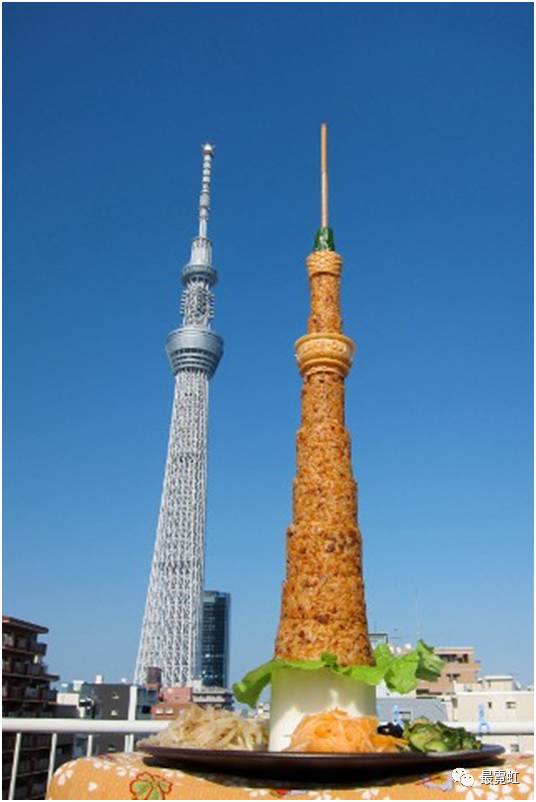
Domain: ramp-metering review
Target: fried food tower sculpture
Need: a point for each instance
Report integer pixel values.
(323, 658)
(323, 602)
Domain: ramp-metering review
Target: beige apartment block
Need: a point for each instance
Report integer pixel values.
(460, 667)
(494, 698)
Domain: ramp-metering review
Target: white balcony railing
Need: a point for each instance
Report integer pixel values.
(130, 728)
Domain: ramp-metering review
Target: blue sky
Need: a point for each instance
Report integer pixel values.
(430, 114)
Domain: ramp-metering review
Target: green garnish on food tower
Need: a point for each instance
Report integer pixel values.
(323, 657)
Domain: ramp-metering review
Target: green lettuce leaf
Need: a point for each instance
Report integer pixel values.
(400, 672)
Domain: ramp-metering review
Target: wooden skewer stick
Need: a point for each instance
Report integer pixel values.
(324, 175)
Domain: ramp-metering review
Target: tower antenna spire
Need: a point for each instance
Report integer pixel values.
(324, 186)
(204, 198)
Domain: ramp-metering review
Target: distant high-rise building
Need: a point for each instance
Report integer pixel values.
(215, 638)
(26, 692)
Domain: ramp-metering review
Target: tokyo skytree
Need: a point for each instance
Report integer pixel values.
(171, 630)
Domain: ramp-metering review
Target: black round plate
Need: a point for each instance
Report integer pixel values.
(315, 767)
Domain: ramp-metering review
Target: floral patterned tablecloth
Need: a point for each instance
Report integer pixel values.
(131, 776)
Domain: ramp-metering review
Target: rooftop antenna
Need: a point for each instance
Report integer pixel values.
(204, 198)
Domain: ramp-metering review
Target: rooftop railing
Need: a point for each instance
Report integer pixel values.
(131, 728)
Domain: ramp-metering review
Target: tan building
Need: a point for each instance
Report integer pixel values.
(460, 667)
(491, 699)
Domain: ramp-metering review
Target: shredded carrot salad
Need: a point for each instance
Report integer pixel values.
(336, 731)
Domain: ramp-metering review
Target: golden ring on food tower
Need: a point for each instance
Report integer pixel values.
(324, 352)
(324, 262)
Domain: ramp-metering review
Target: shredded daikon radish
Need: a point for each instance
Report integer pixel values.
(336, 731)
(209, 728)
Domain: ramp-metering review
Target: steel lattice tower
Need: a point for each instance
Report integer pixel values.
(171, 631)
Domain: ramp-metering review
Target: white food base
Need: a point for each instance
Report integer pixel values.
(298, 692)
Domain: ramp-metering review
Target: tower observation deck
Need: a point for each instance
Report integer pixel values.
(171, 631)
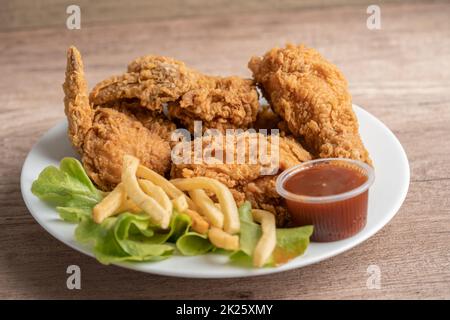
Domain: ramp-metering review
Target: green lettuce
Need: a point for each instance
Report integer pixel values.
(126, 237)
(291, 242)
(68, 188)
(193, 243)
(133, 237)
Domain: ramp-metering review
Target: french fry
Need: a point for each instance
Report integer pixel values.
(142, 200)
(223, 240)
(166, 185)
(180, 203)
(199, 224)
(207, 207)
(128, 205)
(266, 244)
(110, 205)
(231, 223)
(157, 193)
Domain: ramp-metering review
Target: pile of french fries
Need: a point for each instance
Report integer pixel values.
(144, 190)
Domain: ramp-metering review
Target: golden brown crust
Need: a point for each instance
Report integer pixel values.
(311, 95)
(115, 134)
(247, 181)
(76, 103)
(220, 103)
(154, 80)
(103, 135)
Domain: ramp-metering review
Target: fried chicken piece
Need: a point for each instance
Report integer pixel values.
****
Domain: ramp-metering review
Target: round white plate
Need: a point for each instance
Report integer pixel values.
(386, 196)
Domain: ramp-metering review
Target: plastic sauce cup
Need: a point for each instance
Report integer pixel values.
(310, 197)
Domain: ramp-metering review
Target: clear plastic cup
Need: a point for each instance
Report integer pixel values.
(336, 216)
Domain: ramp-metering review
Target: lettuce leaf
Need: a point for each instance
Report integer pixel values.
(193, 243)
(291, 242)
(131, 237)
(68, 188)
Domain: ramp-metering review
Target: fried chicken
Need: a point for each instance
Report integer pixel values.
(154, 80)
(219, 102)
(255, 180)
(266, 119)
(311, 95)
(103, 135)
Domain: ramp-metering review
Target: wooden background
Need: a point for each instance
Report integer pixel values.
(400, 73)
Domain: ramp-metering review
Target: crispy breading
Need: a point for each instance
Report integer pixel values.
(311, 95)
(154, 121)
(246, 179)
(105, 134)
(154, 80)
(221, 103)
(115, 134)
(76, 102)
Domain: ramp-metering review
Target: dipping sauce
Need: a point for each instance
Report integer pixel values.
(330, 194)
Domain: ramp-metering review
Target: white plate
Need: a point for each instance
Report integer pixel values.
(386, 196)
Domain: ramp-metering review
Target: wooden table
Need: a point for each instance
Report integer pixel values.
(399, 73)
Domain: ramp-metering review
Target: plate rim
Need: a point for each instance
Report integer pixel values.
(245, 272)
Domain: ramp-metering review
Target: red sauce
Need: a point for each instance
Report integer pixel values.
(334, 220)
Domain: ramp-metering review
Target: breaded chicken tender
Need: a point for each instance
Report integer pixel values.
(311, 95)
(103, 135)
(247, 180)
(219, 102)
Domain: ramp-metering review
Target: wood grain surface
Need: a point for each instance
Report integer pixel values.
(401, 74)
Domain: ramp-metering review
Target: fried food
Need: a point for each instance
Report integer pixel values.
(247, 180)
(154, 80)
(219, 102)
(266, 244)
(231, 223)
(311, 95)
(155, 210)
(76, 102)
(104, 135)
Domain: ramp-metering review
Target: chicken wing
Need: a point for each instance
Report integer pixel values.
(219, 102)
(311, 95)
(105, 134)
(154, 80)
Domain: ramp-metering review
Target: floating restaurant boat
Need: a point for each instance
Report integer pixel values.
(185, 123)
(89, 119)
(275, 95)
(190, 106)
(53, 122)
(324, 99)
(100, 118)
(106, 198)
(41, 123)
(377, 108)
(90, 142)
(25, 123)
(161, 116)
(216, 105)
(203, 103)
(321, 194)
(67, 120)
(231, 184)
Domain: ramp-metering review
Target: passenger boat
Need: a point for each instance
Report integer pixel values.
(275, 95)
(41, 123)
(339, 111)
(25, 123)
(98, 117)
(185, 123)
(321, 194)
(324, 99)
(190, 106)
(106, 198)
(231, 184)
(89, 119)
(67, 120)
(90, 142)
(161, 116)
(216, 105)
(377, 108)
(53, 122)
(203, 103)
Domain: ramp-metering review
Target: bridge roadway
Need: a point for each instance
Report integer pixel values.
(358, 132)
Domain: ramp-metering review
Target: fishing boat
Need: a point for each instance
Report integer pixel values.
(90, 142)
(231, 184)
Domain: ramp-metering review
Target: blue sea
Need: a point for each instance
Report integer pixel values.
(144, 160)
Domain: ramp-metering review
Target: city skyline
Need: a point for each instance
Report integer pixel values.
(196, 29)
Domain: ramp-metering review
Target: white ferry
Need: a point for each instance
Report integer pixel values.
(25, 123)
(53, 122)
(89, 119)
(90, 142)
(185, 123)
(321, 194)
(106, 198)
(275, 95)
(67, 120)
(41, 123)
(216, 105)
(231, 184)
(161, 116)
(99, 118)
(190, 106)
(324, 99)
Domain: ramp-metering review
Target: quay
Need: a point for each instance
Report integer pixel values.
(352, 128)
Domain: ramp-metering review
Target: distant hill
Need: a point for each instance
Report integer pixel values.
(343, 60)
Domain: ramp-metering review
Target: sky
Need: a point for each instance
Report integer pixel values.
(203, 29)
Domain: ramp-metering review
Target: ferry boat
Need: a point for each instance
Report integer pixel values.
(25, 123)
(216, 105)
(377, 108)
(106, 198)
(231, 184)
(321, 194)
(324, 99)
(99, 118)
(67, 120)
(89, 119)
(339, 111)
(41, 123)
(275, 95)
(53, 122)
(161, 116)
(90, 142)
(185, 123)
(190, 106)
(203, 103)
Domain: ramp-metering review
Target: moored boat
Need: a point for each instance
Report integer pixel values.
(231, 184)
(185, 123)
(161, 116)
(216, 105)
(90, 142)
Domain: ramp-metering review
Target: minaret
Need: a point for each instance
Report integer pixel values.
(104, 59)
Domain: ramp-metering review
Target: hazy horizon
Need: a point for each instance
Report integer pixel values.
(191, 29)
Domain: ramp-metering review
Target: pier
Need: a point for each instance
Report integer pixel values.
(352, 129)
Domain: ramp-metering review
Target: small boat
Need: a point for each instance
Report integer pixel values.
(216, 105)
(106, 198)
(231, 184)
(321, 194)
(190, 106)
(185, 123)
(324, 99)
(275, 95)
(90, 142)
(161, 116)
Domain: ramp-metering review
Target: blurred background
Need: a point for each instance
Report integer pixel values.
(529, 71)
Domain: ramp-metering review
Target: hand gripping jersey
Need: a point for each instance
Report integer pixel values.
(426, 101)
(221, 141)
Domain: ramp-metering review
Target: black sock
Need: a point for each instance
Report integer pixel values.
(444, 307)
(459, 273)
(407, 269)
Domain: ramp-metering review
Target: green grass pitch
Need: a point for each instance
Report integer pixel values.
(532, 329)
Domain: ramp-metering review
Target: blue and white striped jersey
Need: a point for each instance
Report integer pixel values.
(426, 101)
****
◆ **WHAT NEEDS TO BE DONE**:
Within the records above, work out on how many lines the string "french" appears, and give only that number.

◆ **ANSWER TO THE PROBLEM**:
2